→ TEXT BLOCK
Growing The Exotic Eggplant Market
By VINELAND RESEARCH and INNOVATION CENTRE
Eggplant consumption – particularly exotic varieties not previously grown in Canada – is forecasted to increase 130 per cent by 2030 to 55 million kilograms.
By VINELAND RESEARCH and INNOVATION CENTRE
March 2016 — With the highest per capita immigration rate in the world, Canada’s produce consumption is continually evolving.
Based on Statistics Canada reported patterns of growth over the last five years, eggplant consumption – particularly exotic varieties not previously grown in Canada – is forecasted to increase 130 per cent by 2030 to 55 million kilograms.
This is a market currently largely supplied by imports.
A team at Vineland Research and Innovation Centre (Vineland) is investigating varieties with commercial potential for production in Canada to meet this growing consumer demand and replace imported produce with local.
Dr. Viliam Zvalo (below), Vineland’s research scientist in vegetable production systems, and his team initiated simultaneous research trials on both Chinese long and Indian round eggplant during the 2015 growing season.
“We undertook a pan-Canadian farm trial with 22 growers to identify eggplant varieties with good agronomic characteristics that meet consumer demands,” explains Zvalo. “We also investigated whether grafting onto different rootstocks improved disease resistance and yield.”
- Six Chinese and Indian eggplant varieties were evaluated for field production; Asia Beauty, Farmers’ Long and Long Purple hybrids showed the best yield potential.
- Nine varieties of eggplant were also investigated for greenhouse production; Long Purple and Purple Comet hybrids showed the most promise.
Grafting onto tolerant tomato rootstock is an effective technique to overcome soilborne disease for field eggplant and to improve vigour and yield for greenhouse eggplant.
Using a Maxifort rootstock, the Vineland team achieved an 84 per cent increase in yield for the Long Purple hybrid in a greenhouse setting. On the other hand, when grafted onto Maxifort rootstock for field production, flowering and fruit set were delayed, which is undesirable.
Farm trials on different rootstocks will be undertaken this year.
“We have also used row covers in field production to obtain an earlier harvest,” says Zvalo. “Modifications of the growing environment through the use of row covers and black plastic mulch are necessary to grow eggplant in Canada.”
As with any new crop, it takes some knowledge and experience to be successful in eggplant production.

→ ENTRIES SHOWN
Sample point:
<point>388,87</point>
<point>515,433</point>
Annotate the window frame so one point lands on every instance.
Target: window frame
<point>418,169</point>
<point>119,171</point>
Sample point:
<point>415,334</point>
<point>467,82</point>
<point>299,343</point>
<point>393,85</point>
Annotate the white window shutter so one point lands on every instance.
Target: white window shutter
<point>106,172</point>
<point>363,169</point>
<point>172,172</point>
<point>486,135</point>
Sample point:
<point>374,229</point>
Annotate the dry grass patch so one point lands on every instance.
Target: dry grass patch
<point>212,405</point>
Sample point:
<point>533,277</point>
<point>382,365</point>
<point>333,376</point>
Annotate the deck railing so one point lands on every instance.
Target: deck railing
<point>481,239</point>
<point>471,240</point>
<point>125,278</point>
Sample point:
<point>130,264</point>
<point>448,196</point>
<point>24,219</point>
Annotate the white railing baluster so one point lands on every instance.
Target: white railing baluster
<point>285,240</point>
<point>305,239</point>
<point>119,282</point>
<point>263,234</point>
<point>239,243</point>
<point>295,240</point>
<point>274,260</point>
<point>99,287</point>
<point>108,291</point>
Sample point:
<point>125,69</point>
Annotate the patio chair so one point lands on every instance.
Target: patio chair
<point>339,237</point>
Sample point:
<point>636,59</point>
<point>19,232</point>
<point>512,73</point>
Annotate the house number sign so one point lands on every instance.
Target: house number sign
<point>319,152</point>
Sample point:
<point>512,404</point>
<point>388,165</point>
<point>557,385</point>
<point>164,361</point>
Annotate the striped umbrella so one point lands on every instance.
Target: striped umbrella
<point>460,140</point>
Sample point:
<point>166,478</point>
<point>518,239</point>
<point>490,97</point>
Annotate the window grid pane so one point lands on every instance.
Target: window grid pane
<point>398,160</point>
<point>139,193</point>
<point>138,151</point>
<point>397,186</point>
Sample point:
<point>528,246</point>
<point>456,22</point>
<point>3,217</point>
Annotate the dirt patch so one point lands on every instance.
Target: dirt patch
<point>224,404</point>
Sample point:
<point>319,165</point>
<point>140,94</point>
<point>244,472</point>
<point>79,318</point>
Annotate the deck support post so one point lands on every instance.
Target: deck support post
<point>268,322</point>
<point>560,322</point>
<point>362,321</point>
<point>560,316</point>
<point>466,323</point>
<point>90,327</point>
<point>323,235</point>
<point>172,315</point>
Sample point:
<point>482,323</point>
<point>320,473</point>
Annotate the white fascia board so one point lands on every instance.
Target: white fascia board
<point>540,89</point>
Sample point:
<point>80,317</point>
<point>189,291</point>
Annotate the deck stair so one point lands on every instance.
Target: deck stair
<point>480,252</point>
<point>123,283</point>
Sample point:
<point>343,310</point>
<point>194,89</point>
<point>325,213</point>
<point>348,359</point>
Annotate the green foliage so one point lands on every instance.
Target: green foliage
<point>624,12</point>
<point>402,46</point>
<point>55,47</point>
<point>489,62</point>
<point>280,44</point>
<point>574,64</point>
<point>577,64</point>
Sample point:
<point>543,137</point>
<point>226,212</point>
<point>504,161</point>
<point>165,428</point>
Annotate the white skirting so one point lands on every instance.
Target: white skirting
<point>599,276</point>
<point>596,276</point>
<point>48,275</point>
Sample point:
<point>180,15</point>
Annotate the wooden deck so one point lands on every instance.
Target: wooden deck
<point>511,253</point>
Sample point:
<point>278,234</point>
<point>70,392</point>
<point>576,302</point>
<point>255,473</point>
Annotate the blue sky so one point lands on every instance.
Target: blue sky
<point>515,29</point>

→ DESCRIPTION OF THE TASK
Rewrite the stretch of the eggplant article from "A team at Vineland" through "produce with local.", with "foreign-grown produce" in place of "imported produce".

→ SOLUTION
A team at Vineland Research and Innovation Centre (Vineland) is investigating varieties with commercial potential for production in Canada to meet this growing consumer demand and replace foreign-grown produce with local.